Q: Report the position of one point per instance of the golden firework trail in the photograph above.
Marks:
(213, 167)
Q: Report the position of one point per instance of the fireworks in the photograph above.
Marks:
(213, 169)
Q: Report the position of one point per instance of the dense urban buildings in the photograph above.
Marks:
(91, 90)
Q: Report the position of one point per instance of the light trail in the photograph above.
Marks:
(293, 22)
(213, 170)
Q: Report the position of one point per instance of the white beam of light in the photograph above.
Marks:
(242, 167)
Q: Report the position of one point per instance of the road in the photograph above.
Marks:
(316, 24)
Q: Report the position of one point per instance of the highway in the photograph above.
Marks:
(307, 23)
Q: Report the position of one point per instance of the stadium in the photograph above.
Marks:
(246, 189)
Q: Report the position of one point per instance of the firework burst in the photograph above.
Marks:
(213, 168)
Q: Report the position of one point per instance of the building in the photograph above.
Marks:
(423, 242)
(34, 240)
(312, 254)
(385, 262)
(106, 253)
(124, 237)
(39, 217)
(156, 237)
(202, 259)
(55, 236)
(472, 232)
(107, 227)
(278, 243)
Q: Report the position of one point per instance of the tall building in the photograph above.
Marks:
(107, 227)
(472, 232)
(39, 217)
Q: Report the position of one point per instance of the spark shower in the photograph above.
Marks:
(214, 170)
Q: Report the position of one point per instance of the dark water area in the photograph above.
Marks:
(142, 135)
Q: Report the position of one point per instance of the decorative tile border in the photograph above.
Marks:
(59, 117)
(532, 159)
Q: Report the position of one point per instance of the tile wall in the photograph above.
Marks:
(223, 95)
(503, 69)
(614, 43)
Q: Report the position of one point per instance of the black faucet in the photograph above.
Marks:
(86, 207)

+++

Render every line of the records above as a Markdown table with the columns "Row" and "Line text", numbering the rows in order and omitting blank lines.

| Row | Line text |
|---|---|
| 1 | Q: Report the position of one point per instance of the golden firework trail in the photograph above. |
| 2 | Marks: |
| 3 | (213, 167) |
| 4 | Q: Report the position of one point per instance of the fireworks in the photograph above. |
| 5 | Marks: |
| 6 | (213, 169) |
| 7 | Q: Report the position of one point per instance of the dense urban buildings in the photograph above. |
| 8 | Marks: |
| 9 | (91, 90) |
| 10 | Q: Report the position of one point per instance of the light trail in the photograph above. |
| 11 | Marks: |
| 12 | (293, 22) |
| 13 | (213, 170) |
| 14 | Q: Report the position of one point per instance of the white beam of light in the photograph above. |
| 15 | Marks: |
| 16 | (242, 167) |
| 17 | Q: Report the position of one point per instance of the road in the photograph above. |
| 18 | Marks: |
| 19 | (316, 24) |
| 20 | Q: Report the position of one point per instance of the highway in the photograph above. |
| 21 | Marks: |
| 22 | (307, 23) |
| 23 | Q: Report the position of one point per instance of the stadium in the photograph above. |
| 24 | Marks: |
| 25 | (246, 189) |
| 26 | Q: Report the position of one point per instance of the firework burst in the photograph above. |
| 27 | Marks: |
| 28 | (213, 168) |
| 29 | Q: Report the position of one point per instance of the building in the photograph above. |
| 30 | Marks: |
| 31 | (423, 242) |
| 32 | (34, 240) |
| 33 | (312, 254) |
| 34 | (385, 262) |
| 35 | (106, 253) |
| 36 | (124, 237) |
| 37 | (39, 217) |
| 38 | (156, 237) |
| 39 | (202, 259) |
| 40 | (55, 236) |
| 41 | (472, 232) |
| 42 | (107, 227) |
| 43 | (278, 243) |
| 44 | Q: Report the position of one point per instance of the tall building in the photograph above. |
| 45 | Marks: |
| 46 | (107, 227) |
| 47 | (472, 232) |
| 48 | (39, 217) |
| 49 | Q: Report the position of one point per instance of the spark shower in the photograph above. |
| 50 | Marks: |
| 51 | (214, 170) |
| 52 | Q: Report the position of one point per instance of the dark water area in the photograph above. |
| 53 | Marks: |
| 54 | (142, 135) |
| 55 | Q: Report the position of one point per instance of the decorative tile border in the photograph above. |
| 56 | Marks: |
| 57 | (59, 117) |
| 58 | (532, 159) |
| 59 | Q: Report the position of one point per instance of the tile wall in the photograph above. |
| 60 | Marks: |
| 61 | (223, 95) |
| 62 | (503, 69) |
| 63 | (614, 43) |
| 64 | Q: Report the position of one point per instance of the black faucet in the photograph above. |
| 65 | Marks: |
| 66 | (86, 207) |